» Task goal
Begin at the line that contains "locate the picture" and stop after the line that contains "[487,279,525,317]", writing out only those lines of the data below. Keep the wording as it is, but multiply every bounding-box coordinate by 2.1 and round to whole numbers, rounding halves up.

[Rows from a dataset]
= = = = = = =

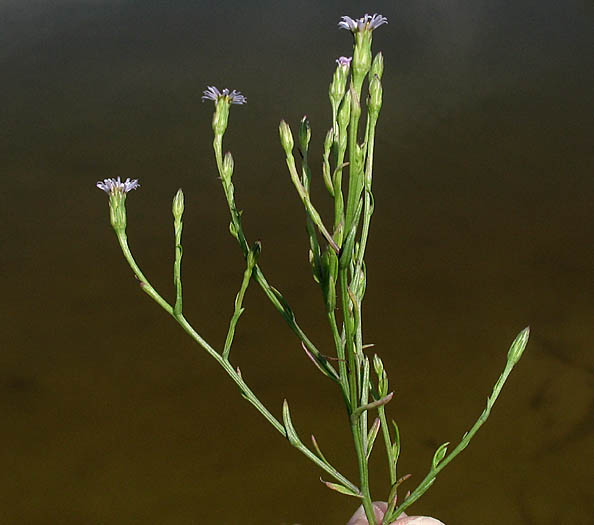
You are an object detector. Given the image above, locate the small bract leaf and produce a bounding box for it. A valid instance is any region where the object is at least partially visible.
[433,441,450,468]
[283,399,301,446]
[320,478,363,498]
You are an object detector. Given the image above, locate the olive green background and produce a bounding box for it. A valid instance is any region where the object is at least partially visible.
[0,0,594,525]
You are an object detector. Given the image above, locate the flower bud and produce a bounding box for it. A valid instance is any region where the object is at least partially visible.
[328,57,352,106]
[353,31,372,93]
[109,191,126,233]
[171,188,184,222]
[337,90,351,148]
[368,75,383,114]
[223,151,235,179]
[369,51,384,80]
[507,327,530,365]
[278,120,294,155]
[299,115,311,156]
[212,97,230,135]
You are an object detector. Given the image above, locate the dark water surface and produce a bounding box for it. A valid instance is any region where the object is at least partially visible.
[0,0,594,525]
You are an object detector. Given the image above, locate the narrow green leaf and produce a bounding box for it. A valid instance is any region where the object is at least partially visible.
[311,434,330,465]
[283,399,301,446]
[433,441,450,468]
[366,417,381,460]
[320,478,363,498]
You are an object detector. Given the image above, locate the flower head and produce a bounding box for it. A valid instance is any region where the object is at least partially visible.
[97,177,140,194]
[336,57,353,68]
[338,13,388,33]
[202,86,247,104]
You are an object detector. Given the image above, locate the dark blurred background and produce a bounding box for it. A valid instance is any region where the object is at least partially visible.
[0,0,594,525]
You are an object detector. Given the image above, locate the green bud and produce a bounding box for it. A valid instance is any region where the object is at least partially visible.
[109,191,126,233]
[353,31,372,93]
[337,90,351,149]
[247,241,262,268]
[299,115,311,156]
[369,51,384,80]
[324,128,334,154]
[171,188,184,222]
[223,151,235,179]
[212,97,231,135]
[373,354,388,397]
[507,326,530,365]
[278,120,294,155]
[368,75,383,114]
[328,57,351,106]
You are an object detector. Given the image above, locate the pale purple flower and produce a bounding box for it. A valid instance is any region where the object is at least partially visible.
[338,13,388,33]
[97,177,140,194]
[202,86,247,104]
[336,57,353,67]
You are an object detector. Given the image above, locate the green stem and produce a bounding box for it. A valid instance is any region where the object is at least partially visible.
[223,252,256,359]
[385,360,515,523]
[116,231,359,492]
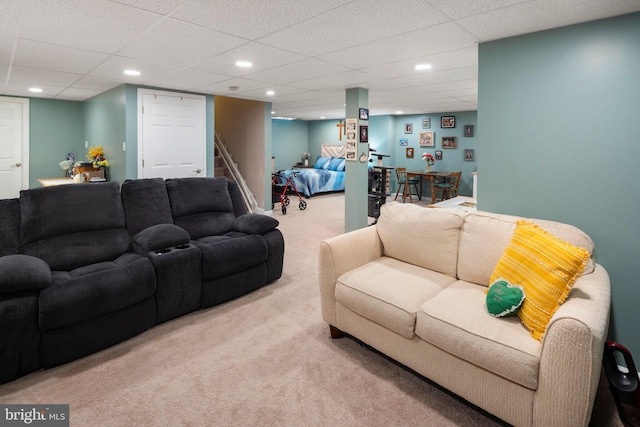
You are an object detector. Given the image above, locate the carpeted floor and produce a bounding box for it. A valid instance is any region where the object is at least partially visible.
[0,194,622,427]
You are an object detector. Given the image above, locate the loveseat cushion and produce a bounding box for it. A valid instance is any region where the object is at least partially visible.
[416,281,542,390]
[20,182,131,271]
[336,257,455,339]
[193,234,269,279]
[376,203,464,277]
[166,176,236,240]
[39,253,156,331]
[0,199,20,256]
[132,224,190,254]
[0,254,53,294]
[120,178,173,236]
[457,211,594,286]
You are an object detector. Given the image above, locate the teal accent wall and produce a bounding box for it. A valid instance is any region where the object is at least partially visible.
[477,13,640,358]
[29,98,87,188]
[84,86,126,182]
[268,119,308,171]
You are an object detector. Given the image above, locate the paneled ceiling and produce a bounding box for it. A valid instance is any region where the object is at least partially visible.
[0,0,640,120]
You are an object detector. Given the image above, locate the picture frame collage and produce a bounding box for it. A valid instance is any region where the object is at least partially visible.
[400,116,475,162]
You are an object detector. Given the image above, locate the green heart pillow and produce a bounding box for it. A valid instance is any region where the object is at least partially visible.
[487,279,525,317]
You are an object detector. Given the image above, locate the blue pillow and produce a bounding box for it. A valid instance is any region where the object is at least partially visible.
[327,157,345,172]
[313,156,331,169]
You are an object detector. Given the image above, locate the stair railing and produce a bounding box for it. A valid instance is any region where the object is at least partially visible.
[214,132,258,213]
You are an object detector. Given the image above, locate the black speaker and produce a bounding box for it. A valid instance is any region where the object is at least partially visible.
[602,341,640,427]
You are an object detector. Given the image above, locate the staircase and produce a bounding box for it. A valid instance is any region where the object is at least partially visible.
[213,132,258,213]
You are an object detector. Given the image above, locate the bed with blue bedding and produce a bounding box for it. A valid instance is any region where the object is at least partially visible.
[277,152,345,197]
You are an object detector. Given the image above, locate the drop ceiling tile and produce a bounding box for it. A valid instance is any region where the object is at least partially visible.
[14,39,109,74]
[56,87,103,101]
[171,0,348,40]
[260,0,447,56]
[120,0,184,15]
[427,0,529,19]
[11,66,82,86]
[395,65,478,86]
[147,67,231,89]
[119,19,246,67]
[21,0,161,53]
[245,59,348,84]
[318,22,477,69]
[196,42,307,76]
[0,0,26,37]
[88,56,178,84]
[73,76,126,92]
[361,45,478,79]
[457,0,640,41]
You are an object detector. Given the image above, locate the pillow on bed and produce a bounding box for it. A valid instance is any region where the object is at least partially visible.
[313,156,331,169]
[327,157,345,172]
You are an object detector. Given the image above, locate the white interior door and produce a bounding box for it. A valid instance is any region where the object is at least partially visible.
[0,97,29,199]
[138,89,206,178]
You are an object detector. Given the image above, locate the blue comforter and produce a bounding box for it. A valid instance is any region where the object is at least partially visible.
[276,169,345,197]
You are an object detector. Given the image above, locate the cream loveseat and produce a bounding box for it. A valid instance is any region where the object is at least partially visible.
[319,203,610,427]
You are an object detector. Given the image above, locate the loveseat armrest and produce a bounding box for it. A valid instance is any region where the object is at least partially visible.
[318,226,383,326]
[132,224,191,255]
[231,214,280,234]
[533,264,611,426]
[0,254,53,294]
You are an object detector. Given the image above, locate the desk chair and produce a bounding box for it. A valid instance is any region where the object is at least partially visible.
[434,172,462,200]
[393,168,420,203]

= = = = = = =

» Worked answer
You are an object detector. Given the image above, locate the picture frame collage and produce a bounding box for it. A valid instance is any region where the object is at least partially visible.
[840,244,998,340]
You are an object detector. Given the image above, locate the green heart pillow and produce a bounding box for it. A valid instance is any region where the object is at least partially visible.
[1023,586,1103,666]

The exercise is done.